▶ _STATED EXERCISE A_: Name every proper noun that appears in the podcast conversation below.
# START OF PASSAGE
I have an episode that hasn't come out yet with this former cocaine smuggler for Pablo Escobar.
And he actually was not a criminal before.
What happened was his dad died and he got scammed by some other guy again and he was 20 or something, trying to deal with his dad's estate.
And his family didn't know.
And he was trying to make it and trying to finish this business that his father had started and blah, blah, blah, blah, blah.
And he was just like, oh, I see.
In this world, the people that make it are the people that scam other people, that break the law, that don't take any prisoners and are no holds barred.
So he becomes a cocaine smuggler because one, he needs the money to finish the business, but two, he's like, screw ethics.
This has only gotten me screwed over by other people.
I'm going to start smuggling drugs because I need the money and also like, screw it.
People who obey the law are basically suckers.
Is that the same guy from Cocaine Air?
Yes.
It's the guy from Cocaine Air.
Yeah, that's right.
Yeah, that's, he's cool.
He's a Cuban guy.
Yeah.
Yeah.
I grew up in Miami in the 80s, so there's a lot of cocaine stories.
Jeez.
Yeah, I can imagine.
Once again, we're in the wrong business.
We became podcasters when there's all these good scams out there and cocaine business.
Here we are behind microphones, like a couple of dorks.
Were the police involved at any point?
# END OF PASSAGE
▶ _STATED EXERCISE B_: Rewrite the listing below, swapping "woman's" for "person's" in every place it occurs and leaving everything else unchanged.
# START OF DATA FOR THE TASK
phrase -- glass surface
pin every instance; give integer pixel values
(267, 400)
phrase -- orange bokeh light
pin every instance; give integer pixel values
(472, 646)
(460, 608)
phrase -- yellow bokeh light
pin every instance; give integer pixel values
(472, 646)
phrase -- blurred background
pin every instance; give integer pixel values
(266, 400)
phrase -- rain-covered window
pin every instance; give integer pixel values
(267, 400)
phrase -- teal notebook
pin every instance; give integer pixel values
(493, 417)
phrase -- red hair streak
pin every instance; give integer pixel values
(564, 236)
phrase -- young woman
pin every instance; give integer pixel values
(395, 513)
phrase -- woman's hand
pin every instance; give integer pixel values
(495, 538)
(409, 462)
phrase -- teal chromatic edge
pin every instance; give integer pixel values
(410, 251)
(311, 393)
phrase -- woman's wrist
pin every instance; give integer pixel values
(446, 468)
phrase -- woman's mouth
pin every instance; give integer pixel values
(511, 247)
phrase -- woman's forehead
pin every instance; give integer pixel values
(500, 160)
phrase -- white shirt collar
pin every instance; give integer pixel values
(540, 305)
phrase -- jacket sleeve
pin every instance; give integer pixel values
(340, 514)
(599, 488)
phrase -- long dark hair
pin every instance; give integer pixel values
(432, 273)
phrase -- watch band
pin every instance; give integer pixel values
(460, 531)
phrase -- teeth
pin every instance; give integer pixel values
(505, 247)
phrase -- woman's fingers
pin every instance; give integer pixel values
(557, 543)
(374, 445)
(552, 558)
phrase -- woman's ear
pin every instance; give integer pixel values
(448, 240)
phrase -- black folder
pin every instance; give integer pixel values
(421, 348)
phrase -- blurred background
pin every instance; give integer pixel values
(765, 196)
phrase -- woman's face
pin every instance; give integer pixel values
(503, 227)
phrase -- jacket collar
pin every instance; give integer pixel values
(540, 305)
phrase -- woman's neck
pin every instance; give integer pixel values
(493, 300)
# END OF DATA FOR THE TASK
▶ _COMPLETE RESPONSE A_: Pablo Escobar, Cocaine Air, Miami

▶ _COMPLETE RESPONSE B_:
phrase -- glass surface
pin every instance; give integer pixel values
(267, 400)
phrase -- orange bokeh light
pin every instance; give integer pixel values
(472, 646)
(460, 608)
phrase -- yellow bokeh light
pin every instance; give integer pixel values
(472, 646)
phrase -- blurred background
pin every instance; give integer pixel values
(266, 400)
phrase -- rain-covered window
pin every instance; give integer pixel values
(267, 400)
phrase -- teal notebook
pin every instance; give integer pixel values
(493, 417)
phrase -- red hair streak
pin every instance; give integer pixel values
(564, 236)
phrase -- young woman
pin every instance; give integer pixel values
(395, 513)
phrase -- person's hand
pin every instance; give integer pixel values
(495, 538)
(409, 462)
phrase -- teal chromatic edge
pin every instance; give integer pixel values
(410, 251)
(311, 393)
phrase -- person's wrist
pin every instance; give integer pixel values
(446, 468)
phrase -- person's mouth
pin every instance; give integer pixel values
(511, 247)
phrase -- person's forehead
pin every instance; give integer pixel values
(500, 160)
phrase -- white shirt collar
pin every instance; give integer pixel values
(540, 305)
phrase -- jacket sleeve
pin every instance; give integer pixel values
(340, 514)
(599, 488)
phrase -- long dark hair
pin every instance; give integer pixel values
(432, 273)
phrase -- watch band
pin every instance; give integer pixel values
(460, 531)
phrase -- teeth
pin every instance; give integer pixel values
(505, 247)
phrase -- person's fingers
pin every instance; give integer pixel values
(557, 543)
(374, 445)
(552, 558)
phrase -- person's ear
pin every instance; give integer pixel values
(448, 240)
phrase -- black folder
pin every instance; give integer pixel values
(421, 348)
phrase -- blurred background
pin every instance; give integer pixel values
(765, 196)
phrase -- person's face
pin every instance; give integer pixel values
(503, 227)
phrase -- jacket collar
pin every instance; give integer pixel values
(540, 305)
phrase -- person's neck
pin every instance; give integer pixel values
(493, 300)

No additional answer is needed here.